> _DIRECTIONS_:
Your task is to retype each line of the data below exactly.

---

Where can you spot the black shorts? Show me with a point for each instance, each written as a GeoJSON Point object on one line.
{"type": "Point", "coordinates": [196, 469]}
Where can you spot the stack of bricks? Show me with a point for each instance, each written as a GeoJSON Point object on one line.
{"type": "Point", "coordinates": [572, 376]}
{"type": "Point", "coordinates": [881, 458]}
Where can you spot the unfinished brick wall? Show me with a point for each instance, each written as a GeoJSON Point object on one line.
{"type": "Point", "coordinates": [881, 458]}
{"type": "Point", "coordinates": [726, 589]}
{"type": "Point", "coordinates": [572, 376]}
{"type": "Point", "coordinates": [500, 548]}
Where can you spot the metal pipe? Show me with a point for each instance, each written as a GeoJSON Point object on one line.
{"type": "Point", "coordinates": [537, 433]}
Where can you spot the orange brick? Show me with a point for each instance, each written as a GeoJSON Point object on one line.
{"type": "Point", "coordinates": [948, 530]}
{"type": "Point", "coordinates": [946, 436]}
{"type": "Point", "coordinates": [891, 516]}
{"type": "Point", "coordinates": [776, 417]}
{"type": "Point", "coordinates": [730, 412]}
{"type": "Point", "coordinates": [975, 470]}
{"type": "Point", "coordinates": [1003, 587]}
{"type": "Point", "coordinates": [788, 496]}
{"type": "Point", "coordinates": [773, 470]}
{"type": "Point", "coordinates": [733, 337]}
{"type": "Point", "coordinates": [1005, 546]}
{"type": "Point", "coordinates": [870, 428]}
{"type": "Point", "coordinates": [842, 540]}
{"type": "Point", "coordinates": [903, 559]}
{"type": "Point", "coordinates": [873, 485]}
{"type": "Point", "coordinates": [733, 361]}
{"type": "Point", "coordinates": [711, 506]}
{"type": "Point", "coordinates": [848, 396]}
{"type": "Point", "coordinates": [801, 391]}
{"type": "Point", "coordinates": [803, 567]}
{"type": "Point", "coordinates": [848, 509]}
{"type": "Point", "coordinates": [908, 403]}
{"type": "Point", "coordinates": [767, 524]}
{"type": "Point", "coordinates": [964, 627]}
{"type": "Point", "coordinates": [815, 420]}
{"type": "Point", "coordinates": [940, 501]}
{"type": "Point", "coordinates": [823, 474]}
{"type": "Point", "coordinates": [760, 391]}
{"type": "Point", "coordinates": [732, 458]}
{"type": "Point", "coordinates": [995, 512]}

---

> _SOLUTION TO THIS PROBLEM_:
Where can you spot the black shorts? Show me with a point for each instance, each written as a GeoJSON Point object on one line.
{"type": "Point", "coordinates": [196, 469]}
Where can you spot the stack of bricks? Show me with a point for each instance, each written as a GeoJSON Point object on one line.
{"type": "Point", "coordinates": [572, 376]}
{"type": "Point", "coordinates": [881, 458]}
Where can you spot the unfinished brick wall? Show me with a point for each instance, each written as a GeoJSON Point object on one line.
{"type": "Point", "coordinates": [881, 458]}
{"type": "Point", "coordinates": [726, 589]}
{"type": "Point", "coordinates": [572, 376]}
{"type": "Point", "coordinates": [500, 548]}
Where can you spot the metal pipe? Show me with a point for each instance, each written as a GeoJSON Point object on one line.
{"type": "Point", "coordinates": [537, 433]}
Where can you spot the orange brick? Show me with a point for each instance, each written as a GeoJSON Point object on one line.
{"type": "Point", "coordinates": [948, 530]}
{"type": "Point", "coordinates": [946, 436]}
{"type": "Point", "coordinates": [891, 516]}
{"type": "Point", "coordinates": [776, 417]}
{"type": "Point", "coordinates": [730, 412]}
{"type": "Point", "coordinates": [975, 470]}
{"type": "Point", "coordinates": [1003, 587]}
{"type": "Point", "coordinates": [788, 496]}
{"type": "Point", "coordinates": [773, 470]}
{"type": "Point", "coordinates": [733, 337]}
{"type": "Point", "coordinates": [1005, 546]}
{"type": "Point", "coordinates": [870, 428]}
{"type": "Point", "coordinates": [842, 540]}
{"type": "Point", "coordinates": [903, 559]}
{"type": "Point", "coordinates": [873, 485]}
{"type": "Point", "coordinates": [733, 361]}
{"type": "Point", "coordinates": [711, 506]}
{"type": "Point", "coordinates": [848, 396]}
{"type": "Point", "coordinates": [801, 391]}
{"type": "Point", "coordinates": [803, 567]}
{"type": "Point", "coordinates": [848, 509]}
{"type": "Point", "coordinates": [908, 403]}
{"type": "Point", "coordinates": [767, 524]}
{"type": "Point", "coordinates": [964, 627]}
{"type": "Point", "coordinates": [815, 420]}
{"type": "Point", "coordinates": [940, 501]}
{"type": "Point", "coordinates": [823, 474]}
{"type": "Point", "coordinates": [760, 391]}
{"type": "Point", "coordinates": [732, 458]}
{"type": "Point", "coordinates": [995, 512]}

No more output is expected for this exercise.